- _Problem description_: Once the pictures have been excluded, set down each remaining entry word for word.

- _Provided information_:
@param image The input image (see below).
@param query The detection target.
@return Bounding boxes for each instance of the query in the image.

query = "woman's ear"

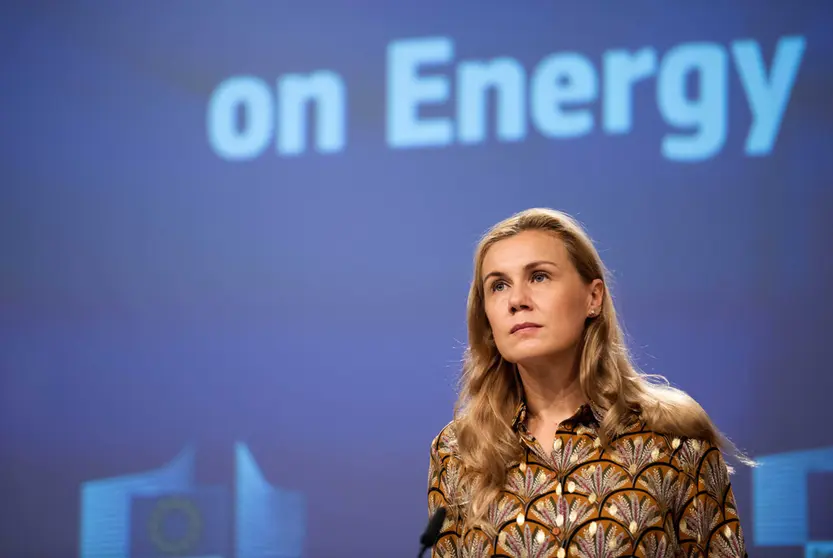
[588,279,604,313]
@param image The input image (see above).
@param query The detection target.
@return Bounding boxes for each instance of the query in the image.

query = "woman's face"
[481,230,603,366]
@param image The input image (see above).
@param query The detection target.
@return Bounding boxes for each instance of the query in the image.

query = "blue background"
[1,2,832,557]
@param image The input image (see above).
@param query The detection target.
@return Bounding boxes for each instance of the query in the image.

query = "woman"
[427,208,749,557]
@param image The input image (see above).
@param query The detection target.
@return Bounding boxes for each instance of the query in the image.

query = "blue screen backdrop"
[1,2,832,557]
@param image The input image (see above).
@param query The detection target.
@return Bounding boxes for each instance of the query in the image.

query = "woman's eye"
[532,272,548,282]
[491,281,506,292]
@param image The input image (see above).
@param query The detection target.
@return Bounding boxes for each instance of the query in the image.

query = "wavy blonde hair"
[452,207,751,529]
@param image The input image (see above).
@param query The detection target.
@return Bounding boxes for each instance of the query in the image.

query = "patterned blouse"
[426,402,747,557]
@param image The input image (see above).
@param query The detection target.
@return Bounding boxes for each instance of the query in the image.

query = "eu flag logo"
[79,443,305,558]
[130,487,230,558]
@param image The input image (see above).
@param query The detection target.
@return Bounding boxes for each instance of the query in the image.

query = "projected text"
[207,34,806,163]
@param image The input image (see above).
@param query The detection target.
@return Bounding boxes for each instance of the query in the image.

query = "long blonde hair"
[452,208,750,528]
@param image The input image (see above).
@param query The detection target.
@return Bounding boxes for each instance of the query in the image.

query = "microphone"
[418,506,447,558]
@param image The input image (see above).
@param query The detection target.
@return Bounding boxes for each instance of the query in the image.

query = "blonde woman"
[427,208,749,557]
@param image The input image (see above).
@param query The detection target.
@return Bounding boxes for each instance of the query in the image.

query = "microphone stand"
[418,507,447,558]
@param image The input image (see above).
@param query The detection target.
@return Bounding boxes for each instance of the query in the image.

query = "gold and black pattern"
[427,402,747,557]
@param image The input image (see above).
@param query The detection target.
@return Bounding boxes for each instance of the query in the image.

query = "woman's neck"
[517,354,586,426]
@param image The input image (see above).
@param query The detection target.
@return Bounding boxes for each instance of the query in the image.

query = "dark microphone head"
[420,506,447,548]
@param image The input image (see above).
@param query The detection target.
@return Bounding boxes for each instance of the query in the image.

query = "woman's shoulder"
[635,426,723,457]
[626,409,720,445]
[429,419,461,461]
[618,414,731,468]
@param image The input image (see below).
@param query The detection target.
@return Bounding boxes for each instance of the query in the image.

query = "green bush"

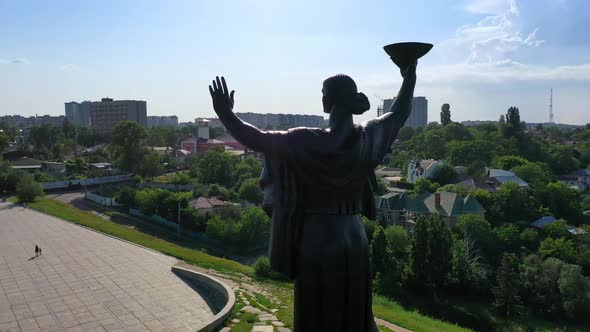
[253,256,288,281]
[206,206,270,248]
[16,174,44,203]
[116,186,137,207]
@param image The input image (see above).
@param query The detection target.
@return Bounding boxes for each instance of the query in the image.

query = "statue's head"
[322,74,370,115]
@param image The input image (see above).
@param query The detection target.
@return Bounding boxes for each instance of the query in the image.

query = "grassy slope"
[373,296,473,332]
[24,197,477,332]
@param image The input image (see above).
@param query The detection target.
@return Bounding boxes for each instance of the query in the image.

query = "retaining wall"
[85,192,123,207]
[171,264,235,332]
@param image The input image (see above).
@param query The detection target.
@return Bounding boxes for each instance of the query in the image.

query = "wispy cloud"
[364,0,588,90]
[0,58,31,65]
[60,64,79,71]
[443,0,543,63]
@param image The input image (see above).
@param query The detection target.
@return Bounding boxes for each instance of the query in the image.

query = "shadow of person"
[27,256,37,261]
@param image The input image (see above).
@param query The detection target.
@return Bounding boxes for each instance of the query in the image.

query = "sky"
[1,0,589,125]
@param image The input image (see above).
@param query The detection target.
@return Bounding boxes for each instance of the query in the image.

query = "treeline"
[393,108,590,178]
[365,212,590,329]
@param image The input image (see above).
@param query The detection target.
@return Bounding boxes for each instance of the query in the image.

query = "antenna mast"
[549,88,554,123]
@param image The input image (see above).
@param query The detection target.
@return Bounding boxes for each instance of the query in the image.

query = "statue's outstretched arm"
[362,62,417,146]
[209,76,283,153]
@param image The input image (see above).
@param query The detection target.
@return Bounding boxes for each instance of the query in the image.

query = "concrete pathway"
[0,202,216,331]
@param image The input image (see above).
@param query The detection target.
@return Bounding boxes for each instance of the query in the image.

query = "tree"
[116,186,137,207]
[136,151,164,179]
[542,219,569,239]
[502,106,522,138]
[430,164,458,186]
[0,131,9,154]
[547,145,580,175]
[493,225,521,253]
[370,226,390,275]
[520,228,540,250]
[492,253,523,317]
[454,214,501,265]
[512,162,553,185]
[361,216,379,244]
[440,103,452,126]
[520,255,564,315]
[445,140,494,166]
[234,156,263,190]
[539,237,576,263]
[412,178,439,196]
[110,121,148,173]
[397,126,415,141]
[197,148,239,186]
[384,225,410,258]
[489,182,538,224]
[443,122,472,141]
[558,263,590,320]
[237,206,271,246]
[491,155,529,170]
[448,236,476,289]
[466,160,487,179]
[408,215,452,291]
[16,174,44,203]
[534,183,582,223]
[238,178,263,204]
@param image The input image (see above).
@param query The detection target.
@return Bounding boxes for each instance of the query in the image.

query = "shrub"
[16,174,44,203]
[116,186,137,207]
[238,178,263,204]
[253,256,288,281]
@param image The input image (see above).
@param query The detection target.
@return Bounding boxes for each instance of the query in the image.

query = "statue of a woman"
[209,58,417,332]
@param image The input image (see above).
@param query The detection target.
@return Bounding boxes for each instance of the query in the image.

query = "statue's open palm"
[209,76,235,119]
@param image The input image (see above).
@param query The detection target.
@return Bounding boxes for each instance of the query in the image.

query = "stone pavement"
[0,203,216,331]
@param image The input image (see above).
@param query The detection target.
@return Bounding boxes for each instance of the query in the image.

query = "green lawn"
[21,197,478,332]
[373,295,473,332]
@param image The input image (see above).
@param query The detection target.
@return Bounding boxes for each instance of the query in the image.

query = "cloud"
[442,0,543,64]
[0,58,31,65]
[464,0,515,14]
[60,64,79,71]
[364,0,589,89]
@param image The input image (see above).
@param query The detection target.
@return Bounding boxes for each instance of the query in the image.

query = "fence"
[85,192,123,207]
[128,208,228,247]
[140,182,196,192]
[40,174,133,190]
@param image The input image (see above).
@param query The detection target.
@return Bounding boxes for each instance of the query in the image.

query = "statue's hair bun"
[352,92,370,115]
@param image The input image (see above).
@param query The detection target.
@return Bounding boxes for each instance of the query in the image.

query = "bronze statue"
[209,42,431,332]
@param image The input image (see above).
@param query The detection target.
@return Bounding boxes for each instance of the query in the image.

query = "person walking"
[34,245,39,257]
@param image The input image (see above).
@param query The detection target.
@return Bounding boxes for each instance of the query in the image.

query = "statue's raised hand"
[209,76,235,119]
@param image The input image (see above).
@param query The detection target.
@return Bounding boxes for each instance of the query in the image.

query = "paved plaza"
[0,202,216,331]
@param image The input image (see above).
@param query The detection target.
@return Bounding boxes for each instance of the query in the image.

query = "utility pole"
[177,201,181,241]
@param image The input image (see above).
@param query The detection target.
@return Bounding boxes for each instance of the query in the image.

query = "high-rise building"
[65,101,92,126]
[377,97,428,128]
[90,98,147,134]
[147,116,178,128]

- _The answer_:
@param image The input image (see below).
@param query The detection target.
@return Bounding boxes for each instance of the query in the image.

query = "woman's ear"

[588,279,604,313]
@param image The input image (see above).
@param query The detection target.
@return Bounding boxes for each instance of the query in the image.

query = "woman's face"
[481,230,603,366]
@param image The input image (see above).
@param query The detection target.
@return Bounding boxes for each instance of the query in the image.

query = "blue background"
[1,2,832,557]
@param image The input image (see above).
@param query The detection target.
@return Bounding boxes for each instance of the query in the image.

query = "woman"
[427,208,749,557]
@param image The input image (see above).
@param query The detection target.
@return Bounding boxes for each instance of the query in the image.

query = "blue screen backdrop"
[1,2,832,557]
@param image The input image (see above).
@param query The detection target.
@return Bounding boxes for each instance of the query in the image.

query = "woman's eye"
[532,272,548,282]
[491,281,506,292]
@param image The input image (see above).
@param query The detection target.
@return Bounding boxes for each instance of the query in the image.

query = "wavy blonde hair"
[452,207,751,529]
@param image The input image (see above).
@param query The detection target.
@return Bounding boxes for each instance of the query in the image.

query = "patterned blouse"
[426,402,747,557]
@param image The input image (see above).
@param query The detection target.
@return Bounding boxes for each instance of the query in the image.

query = "eu flag logo"
[79,443,305,558]
[130,487,230,558]
@param image The input image (see above).
@param query The detection target.
@return Bounding boxes for each instance of the query in the image.

query = "projected text"
[207,34,806,163]
@param image The input image (see above).
@param query The detection target.
@return Bounding boxes for each instance of the query in the image.

query = "long blonde hair"
[452,208,750,528]
@param image The input image (see above).
@param query The detection target.
@return Bounding boxes for each instance of the query in the image.

query = "microphone"
[418,506,447,558]
@param image The input image (see above).
@param query The detection target.
@return Bounding boxes for each instance of the query in the image.

query = "blonde woman"
[427,208,749,557]
@param image The input image (see above).
@param query The detection target.
@return Bounding boxes for each instance of the query in the image.

query = "microphone stand"
[418,507,447,558]
@param image The input image (see above).
@param query The detection target.
@return Bounding boxes for each instance of the query in the image.

query = "gold and black pattern"
[427,402,747,557]
@param image The input image (see above).
@param query The detection target.
@return Bounding boxes for each instance of the query in the image.

query = "woman's neck"
[517,354,586,426]
@param image The input image (see above).
@param query The detection target.
@return Bounding boxes for each instance of the query in the image.

query = "dark microphone head"
[420,506,447,548]
@param image The input image (see above).
@param query The detection target.
@return Bounding boxes for each instance of the query in the image.

query = "woman's shoulder"
[635,426,723,457]
[626,409,720,445]
[429,419,461,461]
[618,414,731,468]
@param image The input image (see below).
@param query The detection target.
@return Bounding boxes for each instance of the query in the image.

query = "green bush"

[253,256,288,281]
[206,206,270,248]
[16,174,44,203]
[116,186,137,207]
@param image The input image (see above).
@param query The detection target.
@return Bounding boxes for each instance of the query in the image.

query = "statue's head"
[322,74,370,115]
@param image The input image (see above).
@param query The detection target.
@return Bounding boxes for each instance of the query in the image.

query = "grassy slope"
[373,296,473,332]
[24,197,477,332]
@param image The input image (see above).
@param query The detection target.
@return Bounding boxes for each instance of the query in the image.

query = "retaining wall"
[85,192,123,207]
[171,264,235,332]
@param image The input image (see above).
@param query The detection target.
@return Bounding boxes for each instance of the query in the image.

query = "wispy cloud"
[364,0,588,90]
[0,58,31,65]
[60,64,79,71]
[443,0,543,63]
@param image The input image (see above).
@param query The detection target.
@return Bounding boxes for each instance of the query in the image.

query = "shadow of person"
[27,256,37,261]
@param image The input image (see above).
@param query The detection target.
@return Bounding boxes for each instance of the query in the image.

query = "sky"
[1,0,589,125]
@param image The input image (see above).
@param query The detection target.
@return Bounding boxes for each instance of the query in the image.

query = "treeline"
[393,108,590,178]
[365,212,590,329]
@param image The input image (see above).
@param query The detection target.
@return Bounding boxes for each instance of the query in the image.

query = "antenna mast"
[549,88,554,123]
@param image The input image (see above).
@param query The detection target.
@return Bounding boxes for each instance of the query in the image.

query = "statue's outstretched arm"
[362,62,417,146]
[209,76,283,153]
@param image The input image (see above).
@param query The detection target.
@return Bounding boxes for each instance of the query in the image.

query = "concrete pathway"
[0,202,216,331]
@param image The input image (see above).
@param query The detection target.
@return Bounding boxes for each instance of the query in the image.

query = "tree"
[116,186,137,207]
[136,151,164,179]
[542,219,569,239]
[502,106,522,138]
[430,164,458,186]
[0,131,9,154]
[547,145,580,175]
[493,225,521,253]
[370,226,390,275]
[520,228,540,250]
[492,253,523,317]
[454,214,501,265]
[512,162,553,185]
[361,216,379,244]
[440,103,452,126]
[520,255,564,315]
[445,140,494,166]
[234,156,263,190]
[539,237,576,263]
[412,178,439,196]
[110,121,148,173]
[397,126,415,141]
[197,148,239,186]
[384,225,410,258]
[489,182,538,224]
[443,122,472,141]
[558,263,590,320]
[237,206,271,246]
[491,155,529,170]
[448,236,476,289]
[466,160,487,179]
[408,215,452,291]
[16,174,44,203]
[534,183,582,223]
[238,178,263,204]
@param image The input image (see above).
@param query The detection target.
@return Bounding boxes for each instance of the query in the image.

query = "shrub"
[16,174,44,203]
[116,186,137,207]
[238,178,263,204]
[253,256,288,281]
@param image The input image (see above).
@param query The detection target.
@return Bounding boxes for each instance of the query in the image.

query = "statue of a woman"
[209,58,417,332]
@param image The input image (see above).
@param query The detection target.
@return Bounding boxes for each instance of the query in the image.

query = "statue's open palm"
[209,76,235,119]
@param image The input image (see above).
@param query The detection target.
@return Bounding boxes for each instance of the query in the image.

query = "stone pavement"
[0,203,216,331]
@param image The input image (see above).
@param query The detection target.
@return Bounding boxes for each instance of the query in the image.

query = "green lawn"
[21,197,478,332]
[373,295,473,332]
@param image The input image (see above).
@param query The detection target.
@return Bounding boxes for each instance of the query in the image.

query = "cloud"
[442,0,543,64]
[0,58,31,65]
[464,0,515,14]
[60,64,79,71]
[364,0,589,89]
@param image The input image (see above).
@param query The detection target.
@return Bounding boxes for each instance of the query in the image.

query = "fence"
[85,192,123,207]
[128,208,228,247]
[140,182,196,192]
[40,174,133,190]
@param image The input image (see above).
@param query The detection target.
@return Bounding boxes for each instance of the query in the image.

query = "statue's hair bun"
[352,92,370,115]
@param image The input image (see above).
@param query The detection target.
@return Bounding boxes for each instance of the query in the image.

query = "bronze statue"
[209,42,431,332]
@param image The input image (see above).
@param query The detection target.
@return Bounding boxes for each instance of the query in the image.

query = "person walking"
[34,245,39,257]
@param image The input image (see above).
@param query The detection target.
@return Bounding boxes for each instance of the query in the image.

query = "statue's raised hand"
[209,76,235,119]
@param image The input image (see above).
@param query The detection target.
@return Bounding boxes for each instance of the query in the image.

query = "paved plaza"
[0,202,216,331]
@param image The input image (see above).
@param query The detection target.
@return Bounding boxes for each instance of the query in the image.

query = "utility pole"
[177,201,181,241]
@param image The input image (see above).
@param query The detection target.
@return Bounding boxes for each instance of the query in the image.

query = "high-rise building"
[65,101,92,126]
[377,97,428,128]
[90,98,147,134]
[147,116,178,128]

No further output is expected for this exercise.